=== AVAILABLE RECORDS ===
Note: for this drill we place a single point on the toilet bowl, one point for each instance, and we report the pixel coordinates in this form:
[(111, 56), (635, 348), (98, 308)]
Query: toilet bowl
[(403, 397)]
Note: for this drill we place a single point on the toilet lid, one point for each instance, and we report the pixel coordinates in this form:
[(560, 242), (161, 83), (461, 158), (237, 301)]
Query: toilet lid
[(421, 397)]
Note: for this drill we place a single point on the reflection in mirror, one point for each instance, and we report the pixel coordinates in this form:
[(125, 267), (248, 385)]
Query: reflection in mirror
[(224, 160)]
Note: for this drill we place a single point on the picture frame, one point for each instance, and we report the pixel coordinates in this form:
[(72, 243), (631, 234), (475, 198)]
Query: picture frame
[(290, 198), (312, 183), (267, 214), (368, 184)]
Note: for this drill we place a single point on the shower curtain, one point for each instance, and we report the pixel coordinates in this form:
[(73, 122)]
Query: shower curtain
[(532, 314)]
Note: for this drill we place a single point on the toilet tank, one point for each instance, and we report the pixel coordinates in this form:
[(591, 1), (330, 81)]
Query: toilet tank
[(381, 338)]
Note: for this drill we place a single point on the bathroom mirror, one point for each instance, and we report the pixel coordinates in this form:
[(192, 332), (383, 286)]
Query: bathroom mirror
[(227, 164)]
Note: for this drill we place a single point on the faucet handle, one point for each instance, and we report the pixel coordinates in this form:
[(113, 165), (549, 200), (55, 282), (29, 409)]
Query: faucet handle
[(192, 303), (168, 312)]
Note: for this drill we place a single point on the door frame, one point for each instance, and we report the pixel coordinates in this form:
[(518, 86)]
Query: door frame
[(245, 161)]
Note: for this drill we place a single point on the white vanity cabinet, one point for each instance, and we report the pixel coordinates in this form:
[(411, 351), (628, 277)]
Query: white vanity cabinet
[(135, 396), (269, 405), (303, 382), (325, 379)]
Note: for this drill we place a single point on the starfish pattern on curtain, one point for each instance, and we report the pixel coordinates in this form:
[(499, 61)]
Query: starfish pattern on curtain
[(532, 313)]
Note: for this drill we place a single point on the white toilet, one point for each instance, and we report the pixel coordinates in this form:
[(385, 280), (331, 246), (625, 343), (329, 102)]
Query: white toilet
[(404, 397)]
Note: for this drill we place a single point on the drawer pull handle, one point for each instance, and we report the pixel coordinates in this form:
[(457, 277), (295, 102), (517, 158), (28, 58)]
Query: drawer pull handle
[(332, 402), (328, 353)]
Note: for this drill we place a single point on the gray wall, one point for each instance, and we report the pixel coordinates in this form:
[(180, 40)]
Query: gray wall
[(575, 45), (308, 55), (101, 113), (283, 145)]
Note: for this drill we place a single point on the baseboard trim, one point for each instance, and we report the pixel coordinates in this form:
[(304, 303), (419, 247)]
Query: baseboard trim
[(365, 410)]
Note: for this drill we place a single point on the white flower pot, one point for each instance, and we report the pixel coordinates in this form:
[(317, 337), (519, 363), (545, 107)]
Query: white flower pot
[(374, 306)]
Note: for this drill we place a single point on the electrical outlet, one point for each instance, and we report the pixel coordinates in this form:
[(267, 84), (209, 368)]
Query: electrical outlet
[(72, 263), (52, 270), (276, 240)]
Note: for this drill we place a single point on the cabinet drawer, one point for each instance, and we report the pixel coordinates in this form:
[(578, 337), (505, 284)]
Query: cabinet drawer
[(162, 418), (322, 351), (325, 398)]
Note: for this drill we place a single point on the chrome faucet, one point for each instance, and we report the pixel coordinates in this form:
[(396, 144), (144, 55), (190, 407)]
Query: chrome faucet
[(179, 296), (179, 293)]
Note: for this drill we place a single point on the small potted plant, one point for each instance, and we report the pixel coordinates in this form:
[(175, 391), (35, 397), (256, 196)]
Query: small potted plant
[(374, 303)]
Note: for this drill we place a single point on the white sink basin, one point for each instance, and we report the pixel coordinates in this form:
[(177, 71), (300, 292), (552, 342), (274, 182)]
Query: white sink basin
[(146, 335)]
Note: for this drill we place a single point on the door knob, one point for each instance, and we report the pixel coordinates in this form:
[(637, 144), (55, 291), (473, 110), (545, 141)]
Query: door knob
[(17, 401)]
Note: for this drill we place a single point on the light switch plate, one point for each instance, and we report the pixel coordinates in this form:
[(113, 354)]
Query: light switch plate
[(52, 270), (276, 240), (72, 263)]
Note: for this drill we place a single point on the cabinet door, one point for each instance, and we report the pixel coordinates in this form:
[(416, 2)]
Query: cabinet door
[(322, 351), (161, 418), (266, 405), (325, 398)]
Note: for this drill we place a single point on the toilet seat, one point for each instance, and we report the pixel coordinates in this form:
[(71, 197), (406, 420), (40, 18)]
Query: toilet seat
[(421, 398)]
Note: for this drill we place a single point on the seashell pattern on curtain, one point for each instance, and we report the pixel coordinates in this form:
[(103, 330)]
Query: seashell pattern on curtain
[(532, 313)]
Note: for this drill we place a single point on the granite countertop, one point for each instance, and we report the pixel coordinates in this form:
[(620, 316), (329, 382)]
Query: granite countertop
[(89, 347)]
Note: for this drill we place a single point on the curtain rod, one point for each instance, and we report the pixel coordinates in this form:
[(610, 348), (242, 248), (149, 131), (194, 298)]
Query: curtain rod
===
Repeat back all entries verbatim.

▶ [RESULT BELOW]
Note: for this drill we place a single point on the toilet bowl, one point for each instance, and we report the pixel coordinates in this form:
[(111, 56), (635, 348), (98, 308)]
Query: toilet bowl
[(403, 397)]
Note: for this drill we place a single point on the toilet lid, one point for each instance, and we report the pixel coordinates in this form:
[(560, 242), (161, 83), (461, 158), (237, 301)]
Query: toilet lid
[(421, 397)]
Note: for this drill we place a single point on the reflection in mirror, one point for each instance, and we report the pixel coordinates in this form:
[(125, 267), (248, 385)]
Query: reflection in mirror
[(224, 160)]
Note: for this drill we place a single point on the picture frame, one point for each instance, and we report the pixel coordinates in this form:
[(72, 243), (631, 234), (475, 198)]
Query: picture frame
[(290, 198), (312, 183), (267, 214), (368, 184)]
Note: for this drill we place a single point on the shower curtain, one point for each instance, and we report the pixel coordinates in this form:
[(73, 122)]
Query: shower curtain
[(532, 314)]
Note: for this drill we place a single point on the toilet tank, one point for each instance, and we report the pixel coordinates in this form:
[(591, 1), (330, 81)]
Query: toilet tank
[(381, 338)]
Note: for this drill we place a single point on the bathroom mirror, one point for each instance, and we report the pixel coordinates in this form:
[(192, 332), (383, 286)]
Query: bathroom mirror
[(227, 164)]
Note: for this drill we place a single point on the faucet handle, one point for each instance, and we report the pixel coordinates in this form:
[(113, 165), (549, 200), (55, 282), (29, 409)]
Query: faucet handle
[(192, 303), (168, 312)]
Note: for this drill we place a single point on the door frame, one point for each instance, and we report the pixel coordinates in this form:
[(518, 86)]
Query: door frame
[(245, 161)]
Note: for this drill we place a single point on the white vanity cabinet, one point for each instance, and we report the pixel coordinates in this form:
[(411, 351), (628, 277)]
Query: white vanity cabinet
[(135, 396), (269, 405), (303, 382), (325, 379)]
Note: for this drill we place a single point on the starfish pattern on curtain, one point for each instance, and we report the pixel coordinates in this form:
[(499, 61)]
Query: starfish pattern on curtain
[(532, 313)]
Note: for this drill we place a single point on the white toilet, one point for each instance, and we report the pixel coordinates in this form:
[(385, 280), (331, 246), (625, 343), (329, 102)]
Query: white toilet
[(404, 397)]
Note: for this drill we place a single point on the drawer pull handle, one point for each instance, and we report the pixel coordinates in this form:
[(457, 277), (295, 102), (517, 158), (28, 58)]
Query: drawer pull handle
[(332, 402), (328, 353)]
Note: for this drill we place a single point on the gray wall, one point for each instance, and we report the pixel coordinates in this form:
[(180, 40)]
Query: gray wall
[(575, 45), (308, 55), (101, 113), (283, 145)]
Note: for this drill we place a single point on the baseboard trim, one point for each instance, and we report the pixel coordinates in this form:
[(304, 303), (419, 247)]
Query: baseboard trim
[(365, 410)]
Note: for this drill we place a single point on the white flower pot, one point for each instance, and we report the pixel coordinates in this form:
[(317, 337), (519, 363), (545, 107)]
Query: white flower pot
[(374, 306)]
Note: for this drill we place a single point on the electrical outlet, one point for each instance, and we report the pixel coordinates in this form:
[(267, 84), (209, 368)]
Query: electrical outlet
[(72, 263), (52, 270), (276, 240)]
Note: for this drill we place a single point on the cabinet drawer, one point for each instance, and we report the pixel coordinates in this form:
[(578, 337), (505, 284)]
Query: cabinet drawer
[(162, 418), (322, 351), (325, 398)]
Note: for this drill we place a single point on the chrome faucet, one point for each instance, and we report the pixel coordinates in this form:
[(396, 144), (144, 55), (190, 407)]
Query: chrome faucet
[(179, 296), (179, 293)]
Note: for this drill we place a single point on the small potted plant, one point for each instance, and we report the pixel coordinates in this form:
[(175, 391), (35, 397), (256, 196)]
Query: small potted plant
[(374, 303)]
Note: for this drill we place a single point on the white sink basin, one point for each instance, and we report the pixel coordinates in this form:
[(177, 71), (300, 292), (552, 342), (274, 182)]
Query: white sink basin
[(146, 335)]
Note: for this drill we place a single point on the door knob, one point for each instance, and we report the pixel coordinates in this form:
[(637, 144), (55, 291), (473, 110), (545, 141)]
Query: door knob
[(17, 401)]
Note: for this drill we place a single point on the light switch plate, one point for each instance, and we report the pixel coordinates in this form:
[(113, 354)]
Query: light switch plate
[(52, 270), (276, 240), (72, 263)]
Note: for this drill we place a single point on the cabinet door, one point for each instance, and we report the pixel coordinates in this form:
[(416, 2)]
Query: cabinet door
[(322, 351), (161, 418), (266, 405), (325, 398)]
Note: for this drill we place a single point on the toilet seat, one point for each instance, and we report the pixel coordinates in this form:
[(71, 197), (406, 420), (40, 18)]
Query: toilet seat
[(421, 398)]
Note: for this drill we place a single point on the seashell pattern on curtain, one point for each instance, and we report the pixel coordinates in this form:
[(103, 330)]
Query: seashell pattern on curtain
[(532, 313)]
Note: for this drill we place a single point on the granite countertop, one point for each instance, and we report the pixel coordinates in this form:
[(620, 316), (329, 382)]
Query: granite countertop
[(89, 347)]
Note: for this drill we place a single point on the curtain rod, one point for each instance, and we report the pixel coordinates in this form:
[(610, 348), (242, 248), (149, 131), (194, 298)]
Query: curtain rod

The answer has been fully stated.